Output, word for word, the line that contains "Put a point on the wooden craft" and all lines following it to the end of the listing. Drop the pictures.

*PROVIDED DATA*.
--- Begin ---
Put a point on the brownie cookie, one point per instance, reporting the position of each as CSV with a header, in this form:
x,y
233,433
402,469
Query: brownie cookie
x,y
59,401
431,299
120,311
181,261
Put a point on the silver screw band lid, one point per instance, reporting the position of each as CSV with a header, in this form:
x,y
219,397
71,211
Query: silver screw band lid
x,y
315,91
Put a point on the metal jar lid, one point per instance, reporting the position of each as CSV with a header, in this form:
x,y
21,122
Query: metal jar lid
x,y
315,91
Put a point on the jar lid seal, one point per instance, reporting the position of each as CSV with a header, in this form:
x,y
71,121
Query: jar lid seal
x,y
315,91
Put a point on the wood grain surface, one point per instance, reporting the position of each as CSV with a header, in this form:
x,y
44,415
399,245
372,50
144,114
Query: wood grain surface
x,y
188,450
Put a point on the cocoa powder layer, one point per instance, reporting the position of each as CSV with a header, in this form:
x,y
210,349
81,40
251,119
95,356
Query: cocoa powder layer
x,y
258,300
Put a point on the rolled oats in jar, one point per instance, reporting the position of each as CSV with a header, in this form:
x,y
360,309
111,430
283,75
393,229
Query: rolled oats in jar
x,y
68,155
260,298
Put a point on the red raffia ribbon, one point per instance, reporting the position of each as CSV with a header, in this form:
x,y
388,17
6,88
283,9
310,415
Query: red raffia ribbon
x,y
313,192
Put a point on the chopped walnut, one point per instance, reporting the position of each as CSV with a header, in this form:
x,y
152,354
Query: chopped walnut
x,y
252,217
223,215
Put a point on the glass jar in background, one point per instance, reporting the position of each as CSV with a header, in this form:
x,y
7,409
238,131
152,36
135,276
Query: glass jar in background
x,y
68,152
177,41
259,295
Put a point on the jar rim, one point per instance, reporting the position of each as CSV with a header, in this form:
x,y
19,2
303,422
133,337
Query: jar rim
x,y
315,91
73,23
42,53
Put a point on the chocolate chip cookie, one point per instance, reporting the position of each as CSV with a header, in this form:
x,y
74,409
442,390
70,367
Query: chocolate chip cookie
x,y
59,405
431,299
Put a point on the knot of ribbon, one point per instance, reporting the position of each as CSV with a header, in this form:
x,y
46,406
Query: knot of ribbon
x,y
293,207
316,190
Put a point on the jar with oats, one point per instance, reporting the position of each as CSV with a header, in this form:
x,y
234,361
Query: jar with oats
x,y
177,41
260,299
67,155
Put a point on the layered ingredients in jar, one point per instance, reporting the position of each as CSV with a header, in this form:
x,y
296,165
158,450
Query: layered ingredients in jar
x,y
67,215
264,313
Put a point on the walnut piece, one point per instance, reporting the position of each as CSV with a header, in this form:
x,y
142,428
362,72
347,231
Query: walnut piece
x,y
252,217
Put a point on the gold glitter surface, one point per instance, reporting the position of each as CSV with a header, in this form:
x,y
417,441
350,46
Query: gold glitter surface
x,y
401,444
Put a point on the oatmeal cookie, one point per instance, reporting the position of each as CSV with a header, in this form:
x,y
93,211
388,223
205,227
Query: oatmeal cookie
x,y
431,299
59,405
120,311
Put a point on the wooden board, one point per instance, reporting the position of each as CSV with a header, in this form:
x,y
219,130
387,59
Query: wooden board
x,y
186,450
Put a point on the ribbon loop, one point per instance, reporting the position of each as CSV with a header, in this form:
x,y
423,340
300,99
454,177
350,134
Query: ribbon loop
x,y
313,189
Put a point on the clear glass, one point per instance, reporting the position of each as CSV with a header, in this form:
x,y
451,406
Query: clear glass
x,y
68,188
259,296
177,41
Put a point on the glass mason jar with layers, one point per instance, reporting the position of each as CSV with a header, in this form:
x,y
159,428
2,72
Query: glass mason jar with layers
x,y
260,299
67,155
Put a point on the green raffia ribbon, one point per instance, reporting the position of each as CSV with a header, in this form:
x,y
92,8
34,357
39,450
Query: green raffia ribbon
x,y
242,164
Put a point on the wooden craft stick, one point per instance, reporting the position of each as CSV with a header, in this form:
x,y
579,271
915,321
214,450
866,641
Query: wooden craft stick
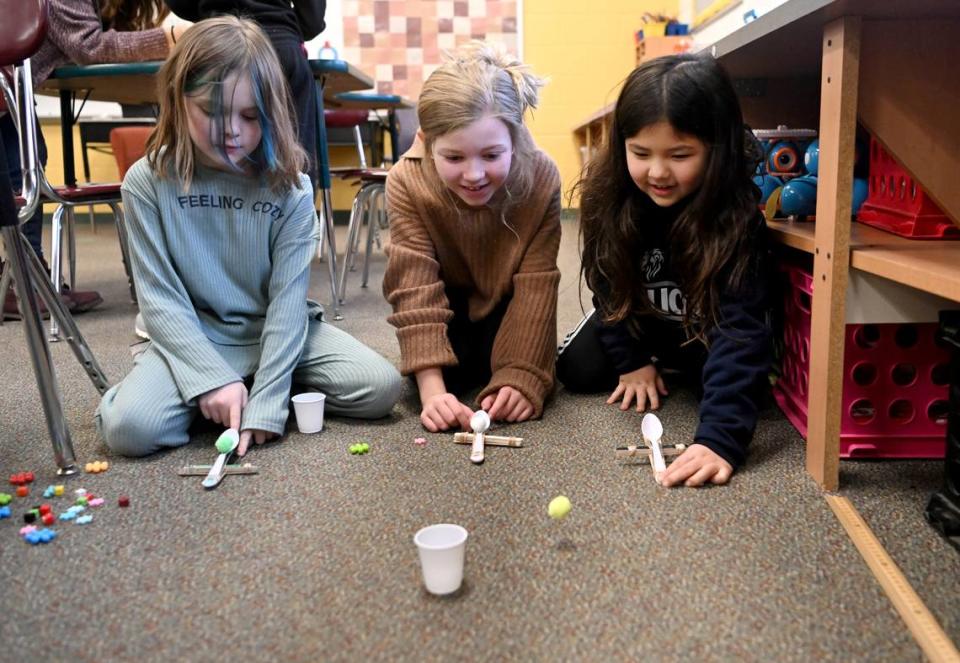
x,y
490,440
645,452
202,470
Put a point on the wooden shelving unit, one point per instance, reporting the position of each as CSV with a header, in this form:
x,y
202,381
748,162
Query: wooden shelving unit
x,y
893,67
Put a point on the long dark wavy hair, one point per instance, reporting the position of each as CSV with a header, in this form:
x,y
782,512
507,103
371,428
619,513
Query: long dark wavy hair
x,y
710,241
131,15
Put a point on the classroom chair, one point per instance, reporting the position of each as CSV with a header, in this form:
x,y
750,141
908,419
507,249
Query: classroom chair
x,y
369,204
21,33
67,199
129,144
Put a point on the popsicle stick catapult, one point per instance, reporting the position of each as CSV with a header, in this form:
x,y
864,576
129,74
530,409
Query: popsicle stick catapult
--- End ---
*OUTPUT OF THE TASK*.
Put a point on the wooden craft stick, one point per instance, reporting the position of each as CSV with a header, in this form:
x,y
579,271
915,321
214,450
866,641
Query: wooden craft stick
x,y
490,440
645,452
202,470
Put a point on the wooden shelving unit, one point per instance, reporting the position of each as CSV with a header, in this form:
x,y
202,381
748,162
Query: wooden shelving unit
x,y
893,67
Put a point on the long dark wavy hair, one point per instance, reporting the position of each as CSV with a header, in this form:
x,y
782,512
507,103
371,428
619,513
Query: long dark wavy hair
x,y
710,241
131,15
Put a point on the classroom chair, one point per instance, reporting the position of each as CSV with a header, in this form:
x,y
750,141
908,419
507,249
Query: classroom chair
x,y
369,204
21,33
67,199
129,144
Put a point on the popsicle stick catapult, one point per instance, reporting the position of each as CSV with a header, in this form:
x,y
864,576
129,74
530,409
Query: popsicle stick catapult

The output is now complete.